● **EXERCISE OBJECTIVE**: Search the data for "shelf". Each line containing it is to be copied.

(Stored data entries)
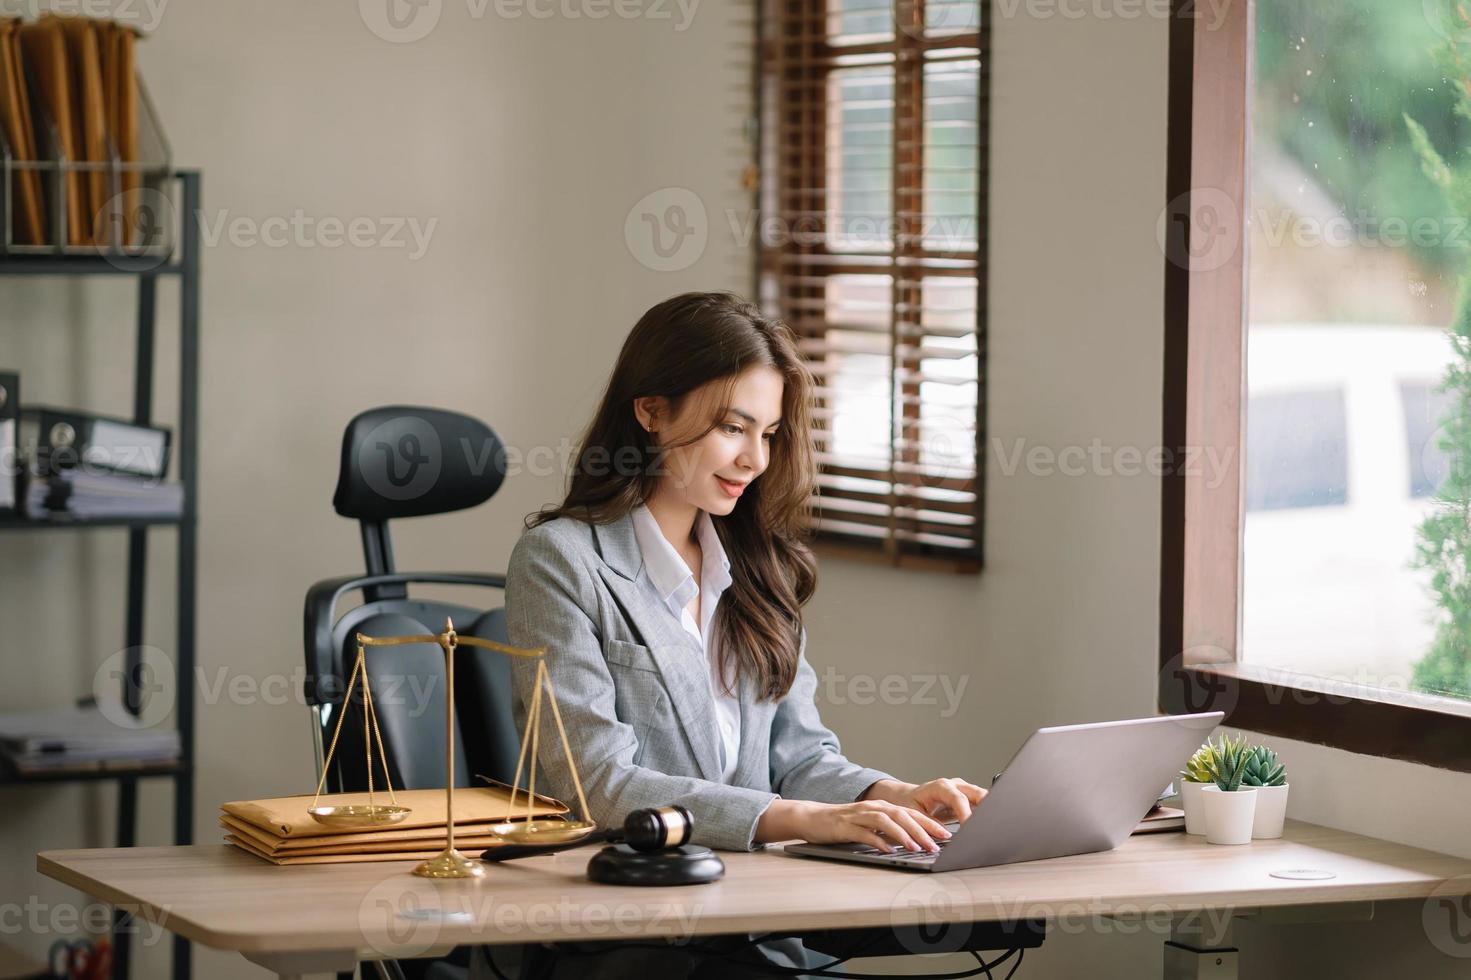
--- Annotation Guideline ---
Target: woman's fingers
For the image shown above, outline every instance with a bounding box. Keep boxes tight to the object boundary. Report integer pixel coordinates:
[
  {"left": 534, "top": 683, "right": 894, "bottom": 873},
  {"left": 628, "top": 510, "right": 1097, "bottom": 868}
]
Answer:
[
  {"left": 910, "top": 808, "right": 953, "bottom": 839},
  {"left": 866, "top": 811, "right": 924, "bottom": 852},
  {"left": 855, "top": 829, "right": 895, "bottom": 853},
  {"left": 937, "top": 781, "right": 973, "bottom": 822},
  {"left": 893, "top": 809, "right": 943, "bottom": 851},
  {"left": 923, "top": 777, "right": 987, "bottom": 822}
]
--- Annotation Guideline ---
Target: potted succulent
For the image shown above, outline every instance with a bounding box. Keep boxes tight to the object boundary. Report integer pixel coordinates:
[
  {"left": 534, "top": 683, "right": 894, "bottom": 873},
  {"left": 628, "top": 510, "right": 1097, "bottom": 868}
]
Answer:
[
  {"left": 1178, "top": 740, "right": 1219, "bottom": 835},
  {"left": 1242, "top": 744, "right": 1289, "bottom": 839},
  {"left": 1200, "top": 734, "right": 1258, "bottom": 845}
]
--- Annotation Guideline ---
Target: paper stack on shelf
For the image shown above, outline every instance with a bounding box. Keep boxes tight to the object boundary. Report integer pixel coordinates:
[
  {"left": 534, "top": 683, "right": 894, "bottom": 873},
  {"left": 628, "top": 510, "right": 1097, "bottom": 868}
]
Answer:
[
  {"left": 0, "top": 704, "right": 179, "bottom": 774},
  {"left": 220, "top": 783, "right": 571, "bottom": 866},
  {"left": 25, "top": 468, "right": 183, "bottom": 520}
]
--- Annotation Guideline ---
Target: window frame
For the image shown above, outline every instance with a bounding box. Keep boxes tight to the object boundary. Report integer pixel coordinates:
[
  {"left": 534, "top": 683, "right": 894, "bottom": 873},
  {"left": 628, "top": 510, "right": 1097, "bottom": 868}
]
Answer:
[
  {"left": 755, "top": 0, "right": 990, "bottom": 575},
  {"left": 1158, "top": 0, "right": 1471, "bottom": 772}
]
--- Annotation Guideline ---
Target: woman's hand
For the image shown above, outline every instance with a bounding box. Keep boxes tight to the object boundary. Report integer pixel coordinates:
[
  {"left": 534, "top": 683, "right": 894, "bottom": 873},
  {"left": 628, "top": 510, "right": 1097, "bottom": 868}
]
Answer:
[
  {"left": 755, "top": 798, "right": 956, "bottom": 853},
  {"left": 860, "top": 776, "right": 988, "bottom": 824}
]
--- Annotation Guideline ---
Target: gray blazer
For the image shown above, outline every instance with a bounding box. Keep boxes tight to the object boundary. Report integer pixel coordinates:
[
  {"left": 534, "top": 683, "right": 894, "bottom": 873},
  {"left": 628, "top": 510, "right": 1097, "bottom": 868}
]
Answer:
[{"left": 504, "top": 511, "right": 895, "bottom": 853}]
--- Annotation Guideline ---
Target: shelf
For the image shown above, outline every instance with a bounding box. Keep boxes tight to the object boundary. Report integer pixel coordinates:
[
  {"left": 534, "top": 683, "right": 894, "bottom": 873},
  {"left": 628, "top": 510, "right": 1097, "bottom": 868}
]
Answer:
[
  {"left": 1, "top": 170, "right": 199, "bottom": 980},
  {"left": 0, "top": 256, "right": 183, "bottom": 276},
  {"left": 0, "top": 514, "right": 185, "bottom": 532},
  {"left": 0, "top": 760, "right": 187, "bottom": 786}
]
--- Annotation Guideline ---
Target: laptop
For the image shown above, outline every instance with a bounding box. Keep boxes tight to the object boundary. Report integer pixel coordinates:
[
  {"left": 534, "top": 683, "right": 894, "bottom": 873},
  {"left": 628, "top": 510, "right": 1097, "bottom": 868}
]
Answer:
[{"left": 783, "top": 712, "right": 1223, "bottom": 872}]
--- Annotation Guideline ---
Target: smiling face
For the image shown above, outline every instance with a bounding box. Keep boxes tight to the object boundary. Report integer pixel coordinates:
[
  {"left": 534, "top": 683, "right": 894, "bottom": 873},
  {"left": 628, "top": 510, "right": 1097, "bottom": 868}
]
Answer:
[{"left": 635, "top": 365, "right": 786, "bottom": 518}]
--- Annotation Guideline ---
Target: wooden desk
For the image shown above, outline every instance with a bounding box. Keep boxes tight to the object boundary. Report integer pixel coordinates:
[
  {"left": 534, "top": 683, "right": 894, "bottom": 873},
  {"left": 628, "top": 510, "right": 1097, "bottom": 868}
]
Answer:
[{"left": 38, "top": 820, "right": 1471, "bottom": 979}]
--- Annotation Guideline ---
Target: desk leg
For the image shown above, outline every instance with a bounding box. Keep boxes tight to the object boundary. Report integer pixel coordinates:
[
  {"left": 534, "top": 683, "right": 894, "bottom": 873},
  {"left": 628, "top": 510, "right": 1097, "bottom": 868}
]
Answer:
[
  {"left": 240, "top": 949, "right": 359, "bottom": 979},
  {"left": 1164, "top": 910, "right": 1237, "bottom": 980}
]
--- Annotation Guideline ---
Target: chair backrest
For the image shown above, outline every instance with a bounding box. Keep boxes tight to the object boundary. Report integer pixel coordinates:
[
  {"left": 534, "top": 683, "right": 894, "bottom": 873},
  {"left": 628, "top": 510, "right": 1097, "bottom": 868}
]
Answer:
[{"left": 304, "top": 406, "right": 520, "bottom": 794}]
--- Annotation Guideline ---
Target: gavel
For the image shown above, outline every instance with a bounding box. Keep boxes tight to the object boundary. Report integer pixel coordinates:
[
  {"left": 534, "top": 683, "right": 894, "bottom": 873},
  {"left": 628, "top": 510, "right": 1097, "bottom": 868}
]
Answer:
[{"left": 481, "top": 804, "right": 693, "bottom": 862}]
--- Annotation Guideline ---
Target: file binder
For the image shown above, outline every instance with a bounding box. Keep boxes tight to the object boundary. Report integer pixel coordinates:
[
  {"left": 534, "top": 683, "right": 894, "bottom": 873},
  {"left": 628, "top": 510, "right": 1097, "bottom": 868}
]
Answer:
[
  {"left": 0, "top": 372, "right": 15, "bottom": 513},
  {"left": 0, "top": 18, "right": 45, "bottom": 245},
  {"left": 59, "top": 15, "right": 106, "bottom": 244},
  {"left": 19, "top": 407, "right": 170, "bottom": 479},
  {"left": 18, "top": 16, "right": 85, "bottom": 246}
]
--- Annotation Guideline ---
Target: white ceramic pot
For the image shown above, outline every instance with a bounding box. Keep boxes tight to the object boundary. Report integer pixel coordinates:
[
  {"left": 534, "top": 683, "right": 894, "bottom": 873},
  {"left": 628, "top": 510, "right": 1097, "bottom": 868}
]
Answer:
[
  {"left": 1201, "top": 786, "right": 1257, "bottom": 845},
  {"left": 1179, "top": 780, "right": 1210, "bottom": 835},
  {"left": 1250, "top": 783, "right": 1289, "bottom": 839}
]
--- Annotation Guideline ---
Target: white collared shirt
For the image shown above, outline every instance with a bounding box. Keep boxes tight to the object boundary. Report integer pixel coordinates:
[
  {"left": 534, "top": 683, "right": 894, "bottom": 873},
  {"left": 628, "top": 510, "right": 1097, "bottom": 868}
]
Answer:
[{"left": 629, "top": 503, "right": 741, "bottom": 783}]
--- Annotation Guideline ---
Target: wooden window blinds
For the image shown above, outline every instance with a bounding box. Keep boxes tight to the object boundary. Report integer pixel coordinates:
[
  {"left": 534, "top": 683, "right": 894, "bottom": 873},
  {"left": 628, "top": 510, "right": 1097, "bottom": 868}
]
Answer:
[{"left": 757, "top": 0, "right": 988, "bottom": 572}]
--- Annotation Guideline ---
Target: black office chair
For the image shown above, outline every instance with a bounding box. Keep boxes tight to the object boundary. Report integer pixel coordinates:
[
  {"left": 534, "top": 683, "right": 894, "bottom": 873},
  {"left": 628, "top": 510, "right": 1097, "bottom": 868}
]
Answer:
[
  {"left": 304, "top": 405, "right": 522, "bottom": 797},
  {"left": 303, "top": 406, "right": 523, "bottom": 980}
]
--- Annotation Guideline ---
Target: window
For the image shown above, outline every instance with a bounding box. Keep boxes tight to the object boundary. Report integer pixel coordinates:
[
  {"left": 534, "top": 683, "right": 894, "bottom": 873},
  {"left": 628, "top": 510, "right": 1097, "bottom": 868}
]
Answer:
[
  {"left": 757, "top": 0, "right": 988, "bottom": 571},
  {"left": 1243, "top": 389, "right": 1349, "bottom": 512},
  {"left": 1160, "top": 0, "right": 1471, "bottom": 770}
]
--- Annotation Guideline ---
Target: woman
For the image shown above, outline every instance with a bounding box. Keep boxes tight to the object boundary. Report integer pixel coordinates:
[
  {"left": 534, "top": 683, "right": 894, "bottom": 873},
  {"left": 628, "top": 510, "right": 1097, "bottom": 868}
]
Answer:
[{"left": 491, "top": 291, "right": 986, "bottom": 977}]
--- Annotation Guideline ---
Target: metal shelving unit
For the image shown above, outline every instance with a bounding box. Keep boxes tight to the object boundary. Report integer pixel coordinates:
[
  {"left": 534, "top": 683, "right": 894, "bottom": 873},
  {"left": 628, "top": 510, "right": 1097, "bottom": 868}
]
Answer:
[{"left": 0, "top": 169, "right": 199, "bottom": 980}]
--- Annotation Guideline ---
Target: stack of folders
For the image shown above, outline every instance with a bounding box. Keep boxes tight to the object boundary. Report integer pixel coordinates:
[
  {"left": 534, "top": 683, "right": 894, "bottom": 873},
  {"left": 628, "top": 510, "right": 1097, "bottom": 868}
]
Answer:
[
  {"left": 0, "top": 371, "right": 15, "bottom": 515},
  {"left": 19, "top": 406, "right": 182, "bottom": 521},
  {"left": 0, "top": 13, "right": 142, "bottom": 247},
  {"left": 26, "top": 468, "right": 184, "bottom": 520},
  {"left": 220, "top": 782, "right": 571, "bottom": 866},
  {"left": 0, "top": 705, "right": 179, "bottom": 775}
]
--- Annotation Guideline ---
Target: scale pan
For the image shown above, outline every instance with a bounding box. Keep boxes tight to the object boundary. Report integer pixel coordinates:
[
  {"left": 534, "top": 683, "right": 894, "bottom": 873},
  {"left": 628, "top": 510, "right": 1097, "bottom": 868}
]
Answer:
[
  {"left": 308, "top": 804, "right": 412, "bottom": 828},
  {"left": 488, "top": 818, "right": 598, "bottom": 845}
]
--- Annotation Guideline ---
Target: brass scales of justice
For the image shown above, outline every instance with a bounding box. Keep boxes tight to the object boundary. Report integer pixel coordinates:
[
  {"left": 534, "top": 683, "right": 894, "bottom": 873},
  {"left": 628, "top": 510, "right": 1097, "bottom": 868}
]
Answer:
[{"left": 307, "top": 618, "right": 597, "bottom": 878}]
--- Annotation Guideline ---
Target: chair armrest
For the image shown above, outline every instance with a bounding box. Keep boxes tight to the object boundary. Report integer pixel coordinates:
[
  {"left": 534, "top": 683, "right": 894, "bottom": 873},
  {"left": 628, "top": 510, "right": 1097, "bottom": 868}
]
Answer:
[{"left": 302, "top": 571, "right": 508, "bottom": 705}]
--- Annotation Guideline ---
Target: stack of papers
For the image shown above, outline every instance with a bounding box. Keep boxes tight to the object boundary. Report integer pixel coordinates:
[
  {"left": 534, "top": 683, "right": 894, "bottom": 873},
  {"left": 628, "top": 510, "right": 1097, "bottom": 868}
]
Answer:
[
  {"left": 0, "top": 705, "right": 179, "bottom": 774},
  {"left": 220, "top": 782, "right": 571, "bottom": 866},
  {"left": 25, "top": 469, "right": 183, "bottom": 520}
]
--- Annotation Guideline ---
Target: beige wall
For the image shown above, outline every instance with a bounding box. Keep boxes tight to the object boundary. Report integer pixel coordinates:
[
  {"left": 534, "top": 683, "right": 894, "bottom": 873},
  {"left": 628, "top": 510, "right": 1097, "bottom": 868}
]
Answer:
[{"left": 1, "top": 1, "right": 1468, "bottom": 977}]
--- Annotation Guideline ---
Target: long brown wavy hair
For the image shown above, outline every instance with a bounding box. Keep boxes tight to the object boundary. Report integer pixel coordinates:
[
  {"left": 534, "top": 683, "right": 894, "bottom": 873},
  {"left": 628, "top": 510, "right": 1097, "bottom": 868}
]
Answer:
[{"left": 528, "top": 291, "right": 818, "bottom": 702}]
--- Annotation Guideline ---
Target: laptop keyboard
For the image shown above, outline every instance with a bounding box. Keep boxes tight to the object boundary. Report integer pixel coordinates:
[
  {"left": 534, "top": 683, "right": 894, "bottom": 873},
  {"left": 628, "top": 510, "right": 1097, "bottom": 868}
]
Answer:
[{"left": 854, "top": 837, "right": 953, "bottom": 860}]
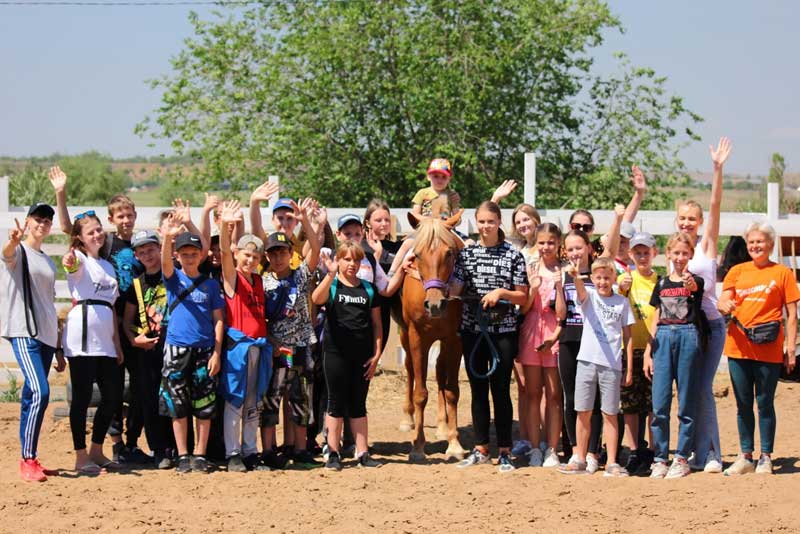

● **PROBLEM SOLUTION**:
Target: paper stack on shelf
Target: shelf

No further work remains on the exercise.